» WORK ORDER
All lines in the records that carry the string "antenna" are to be shown.

Dataset items
=== Section Start ===
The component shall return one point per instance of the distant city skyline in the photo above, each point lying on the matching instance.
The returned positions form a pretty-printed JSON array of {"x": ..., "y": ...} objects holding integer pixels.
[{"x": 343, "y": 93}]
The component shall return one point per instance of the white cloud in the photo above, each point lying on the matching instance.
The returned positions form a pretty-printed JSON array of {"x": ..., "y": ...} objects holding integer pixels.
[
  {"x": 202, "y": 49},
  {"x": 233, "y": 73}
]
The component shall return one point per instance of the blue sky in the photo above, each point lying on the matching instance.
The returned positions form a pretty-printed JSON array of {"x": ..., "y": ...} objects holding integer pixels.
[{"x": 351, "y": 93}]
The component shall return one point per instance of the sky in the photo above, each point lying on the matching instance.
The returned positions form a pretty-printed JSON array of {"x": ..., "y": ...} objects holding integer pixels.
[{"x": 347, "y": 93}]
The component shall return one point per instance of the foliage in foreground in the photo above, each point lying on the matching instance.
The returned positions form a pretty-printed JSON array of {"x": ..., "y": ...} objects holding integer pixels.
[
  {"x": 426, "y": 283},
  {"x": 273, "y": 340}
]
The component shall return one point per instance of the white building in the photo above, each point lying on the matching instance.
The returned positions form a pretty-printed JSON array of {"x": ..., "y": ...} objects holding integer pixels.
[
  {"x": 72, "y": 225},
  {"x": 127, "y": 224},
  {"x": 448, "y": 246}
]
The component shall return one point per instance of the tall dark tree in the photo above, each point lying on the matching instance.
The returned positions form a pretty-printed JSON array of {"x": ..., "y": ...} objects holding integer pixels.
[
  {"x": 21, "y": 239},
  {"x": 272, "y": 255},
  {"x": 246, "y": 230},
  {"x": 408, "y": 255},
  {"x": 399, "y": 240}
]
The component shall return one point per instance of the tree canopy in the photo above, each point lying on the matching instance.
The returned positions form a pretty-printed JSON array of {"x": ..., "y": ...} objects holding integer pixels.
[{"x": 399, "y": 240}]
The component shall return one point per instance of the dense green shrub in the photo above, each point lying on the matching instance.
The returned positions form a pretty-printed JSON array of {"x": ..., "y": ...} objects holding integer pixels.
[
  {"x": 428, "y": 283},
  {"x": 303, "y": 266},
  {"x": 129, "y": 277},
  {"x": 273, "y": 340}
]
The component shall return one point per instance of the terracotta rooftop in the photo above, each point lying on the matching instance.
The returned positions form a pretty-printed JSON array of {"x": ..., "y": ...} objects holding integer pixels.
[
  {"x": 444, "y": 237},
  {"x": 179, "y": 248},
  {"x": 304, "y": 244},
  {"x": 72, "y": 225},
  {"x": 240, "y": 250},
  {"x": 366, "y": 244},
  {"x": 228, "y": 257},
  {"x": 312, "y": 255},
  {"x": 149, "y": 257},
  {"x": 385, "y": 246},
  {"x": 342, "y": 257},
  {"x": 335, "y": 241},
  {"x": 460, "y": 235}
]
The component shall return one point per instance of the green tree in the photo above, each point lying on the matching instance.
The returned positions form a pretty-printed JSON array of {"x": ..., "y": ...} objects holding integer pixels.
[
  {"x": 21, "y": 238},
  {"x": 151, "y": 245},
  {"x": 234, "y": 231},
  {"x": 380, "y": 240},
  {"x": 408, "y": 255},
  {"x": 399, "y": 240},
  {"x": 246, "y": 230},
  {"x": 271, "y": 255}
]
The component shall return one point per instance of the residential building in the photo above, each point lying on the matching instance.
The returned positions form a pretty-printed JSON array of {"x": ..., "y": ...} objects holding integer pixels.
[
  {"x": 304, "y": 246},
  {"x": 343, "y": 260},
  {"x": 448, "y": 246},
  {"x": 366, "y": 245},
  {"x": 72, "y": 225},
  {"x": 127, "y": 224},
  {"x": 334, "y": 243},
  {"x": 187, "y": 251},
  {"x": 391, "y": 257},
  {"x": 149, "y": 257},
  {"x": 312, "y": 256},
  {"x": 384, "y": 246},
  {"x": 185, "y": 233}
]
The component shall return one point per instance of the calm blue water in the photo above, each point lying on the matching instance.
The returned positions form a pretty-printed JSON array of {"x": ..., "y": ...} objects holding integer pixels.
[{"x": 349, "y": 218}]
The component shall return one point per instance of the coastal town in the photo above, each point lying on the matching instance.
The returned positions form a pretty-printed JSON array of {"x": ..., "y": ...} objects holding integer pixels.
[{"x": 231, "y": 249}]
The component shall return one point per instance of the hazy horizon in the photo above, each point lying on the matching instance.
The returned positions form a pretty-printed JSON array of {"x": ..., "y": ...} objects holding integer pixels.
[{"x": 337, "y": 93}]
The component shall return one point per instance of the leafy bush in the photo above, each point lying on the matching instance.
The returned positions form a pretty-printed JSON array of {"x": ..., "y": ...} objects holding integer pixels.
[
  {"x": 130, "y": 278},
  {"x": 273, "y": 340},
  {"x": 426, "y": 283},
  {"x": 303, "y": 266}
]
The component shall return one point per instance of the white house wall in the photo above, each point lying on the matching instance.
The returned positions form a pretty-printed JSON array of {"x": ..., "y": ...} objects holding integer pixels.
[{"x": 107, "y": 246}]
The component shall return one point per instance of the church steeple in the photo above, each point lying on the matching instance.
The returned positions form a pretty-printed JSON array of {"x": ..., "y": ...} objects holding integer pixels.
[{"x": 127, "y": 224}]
=== Section End ===
=== Section Start ===
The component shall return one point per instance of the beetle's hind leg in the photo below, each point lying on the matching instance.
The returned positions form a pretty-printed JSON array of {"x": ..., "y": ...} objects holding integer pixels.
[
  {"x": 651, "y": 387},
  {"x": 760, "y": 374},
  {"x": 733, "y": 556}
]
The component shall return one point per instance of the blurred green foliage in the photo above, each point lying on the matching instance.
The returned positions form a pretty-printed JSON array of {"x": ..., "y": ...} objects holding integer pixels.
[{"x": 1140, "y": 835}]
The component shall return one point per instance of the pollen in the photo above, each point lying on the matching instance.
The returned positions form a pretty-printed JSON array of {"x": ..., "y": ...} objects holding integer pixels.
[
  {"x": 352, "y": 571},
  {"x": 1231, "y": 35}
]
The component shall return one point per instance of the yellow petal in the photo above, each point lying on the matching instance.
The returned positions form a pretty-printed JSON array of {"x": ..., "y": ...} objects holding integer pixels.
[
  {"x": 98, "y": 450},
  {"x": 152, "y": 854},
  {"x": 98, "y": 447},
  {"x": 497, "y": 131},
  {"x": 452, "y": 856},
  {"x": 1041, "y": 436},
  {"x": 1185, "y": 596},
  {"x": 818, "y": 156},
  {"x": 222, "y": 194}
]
=== Section End ===
=== Section Start ===
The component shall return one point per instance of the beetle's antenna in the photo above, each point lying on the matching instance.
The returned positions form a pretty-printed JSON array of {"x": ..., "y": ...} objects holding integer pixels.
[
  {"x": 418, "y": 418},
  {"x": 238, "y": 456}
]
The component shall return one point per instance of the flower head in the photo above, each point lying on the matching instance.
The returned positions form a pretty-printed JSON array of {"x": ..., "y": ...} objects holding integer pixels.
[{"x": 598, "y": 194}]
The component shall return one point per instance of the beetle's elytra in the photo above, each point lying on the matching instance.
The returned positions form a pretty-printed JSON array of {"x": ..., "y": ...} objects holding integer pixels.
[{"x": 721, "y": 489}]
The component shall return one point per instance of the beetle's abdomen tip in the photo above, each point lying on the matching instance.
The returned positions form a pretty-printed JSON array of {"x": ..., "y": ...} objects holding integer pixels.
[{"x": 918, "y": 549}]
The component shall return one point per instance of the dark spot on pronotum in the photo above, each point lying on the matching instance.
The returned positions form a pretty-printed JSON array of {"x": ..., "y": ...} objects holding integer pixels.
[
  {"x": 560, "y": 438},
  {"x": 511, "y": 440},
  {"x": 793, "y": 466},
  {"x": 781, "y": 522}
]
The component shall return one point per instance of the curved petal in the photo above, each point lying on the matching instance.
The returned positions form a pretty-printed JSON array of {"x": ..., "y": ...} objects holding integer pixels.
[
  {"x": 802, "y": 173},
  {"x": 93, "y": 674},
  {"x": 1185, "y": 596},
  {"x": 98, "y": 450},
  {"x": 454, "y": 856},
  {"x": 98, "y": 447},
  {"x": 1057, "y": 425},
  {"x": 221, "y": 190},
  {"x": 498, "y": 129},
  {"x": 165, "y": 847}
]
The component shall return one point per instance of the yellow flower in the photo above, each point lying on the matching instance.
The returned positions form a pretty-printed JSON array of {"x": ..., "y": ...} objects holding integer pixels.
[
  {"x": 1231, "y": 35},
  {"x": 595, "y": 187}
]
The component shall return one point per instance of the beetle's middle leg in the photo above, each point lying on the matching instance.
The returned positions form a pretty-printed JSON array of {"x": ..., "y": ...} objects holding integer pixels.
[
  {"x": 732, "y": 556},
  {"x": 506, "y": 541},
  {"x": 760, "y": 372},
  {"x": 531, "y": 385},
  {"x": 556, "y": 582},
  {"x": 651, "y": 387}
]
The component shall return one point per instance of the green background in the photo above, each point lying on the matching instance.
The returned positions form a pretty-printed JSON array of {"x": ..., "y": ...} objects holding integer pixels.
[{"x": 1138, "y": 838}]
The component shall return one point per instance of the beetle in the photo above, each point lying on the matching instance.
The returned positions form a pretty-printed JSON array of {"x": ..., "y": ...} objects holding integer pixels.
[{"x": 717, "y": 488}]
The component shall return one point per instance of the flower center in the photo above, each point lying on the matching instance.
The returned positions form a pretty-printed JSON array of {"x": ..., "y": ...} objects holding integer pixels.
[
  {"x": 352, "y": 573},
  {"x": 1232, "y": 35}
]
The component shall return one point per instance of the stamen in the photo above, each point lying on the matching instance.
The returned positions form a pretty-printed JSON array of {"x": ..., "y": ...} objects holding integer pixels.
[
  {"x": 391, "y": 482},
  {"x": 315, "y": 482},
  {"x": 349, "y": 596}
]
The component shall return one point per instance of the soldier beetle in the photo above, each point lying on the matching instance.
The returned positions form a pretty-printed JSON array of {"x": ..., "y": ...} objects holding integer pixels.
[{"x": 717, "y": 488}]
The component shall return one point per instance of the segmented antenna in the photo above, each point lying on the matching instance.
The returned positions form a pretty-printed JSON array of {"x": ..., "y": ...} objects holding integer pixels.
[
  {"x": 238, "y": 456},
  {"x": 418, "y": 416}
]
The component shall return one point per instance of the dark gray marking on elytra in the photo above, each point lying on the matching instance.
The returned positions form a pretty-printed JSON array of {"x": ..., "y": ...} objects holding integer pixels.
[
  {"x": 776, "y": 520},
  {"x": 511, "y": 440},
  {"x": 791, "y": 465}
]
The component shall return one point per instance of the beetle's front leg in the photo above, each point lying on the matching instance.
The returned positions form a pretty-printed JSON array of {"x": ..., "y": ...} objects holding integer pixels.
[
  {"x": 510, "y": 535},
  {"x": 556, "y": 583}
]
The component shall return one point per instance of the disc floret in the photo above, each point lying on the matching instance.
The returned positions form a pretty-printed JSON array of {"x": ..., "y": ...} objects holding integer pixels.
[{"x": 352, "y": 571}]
=== Section End ===
» ANSWER TO THIS TASK
The component shall return one point per instance of the beetle's antenna in the photo above, each point lying on the matching instance.
The component shall return one point per instance of the segmented antenna in the photo above, each point lying on the matching instance.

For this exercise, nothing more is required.